• Task item:
All records are to be reproduced verbatim, with images omitted.

Photo-based referring expression data:
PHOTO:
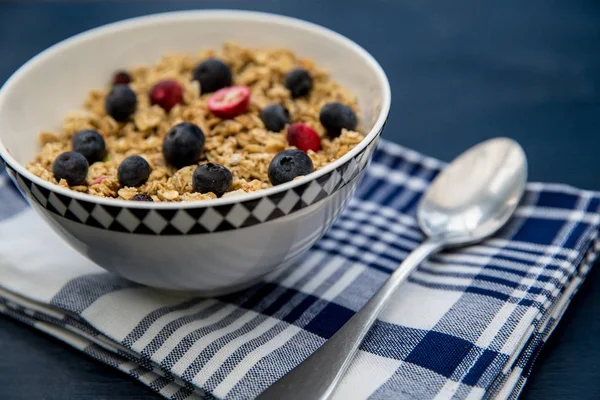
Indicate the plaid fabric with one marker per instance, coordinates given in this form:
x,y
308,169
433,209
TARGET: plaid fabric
x,y
468,324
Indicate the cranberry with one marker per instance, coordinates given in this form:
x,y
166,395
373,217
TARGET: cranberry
x,y
303,137
121,78
99,180
167,94
230,101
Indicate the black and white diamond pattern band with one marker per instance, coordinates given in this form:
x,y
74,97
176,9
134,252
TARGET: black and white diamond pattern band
x,y
195,220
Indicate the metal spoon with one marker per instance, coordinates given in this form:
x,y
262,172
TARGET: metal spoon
x,y
468,201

• Written solution:
PHOTO:
Indicate the plaid fabric with one marker per instance, coordinates given in this form:
x,y
308,169
433,209
TARGET: plaid fabric
x,y
468,324
Indicate the cranberry with one marker per instance, coordinates given in this form:
x,y
166,395
373,217
TARGET: cranberry
x,y
303,137
121,78
99,180
167,94
230,101
Indicate the black and white diamond pattern band with one marker per instance, coordinates given in this form:
x,y
74,97
176,9
134,252
TARGET: black and white diamond pattern band
x,y
195,220
Indicate the metal spoon with one marker per instance, coordinates given in this form:
x,y
262,172
TARGET: metal spoon
x,y
468,201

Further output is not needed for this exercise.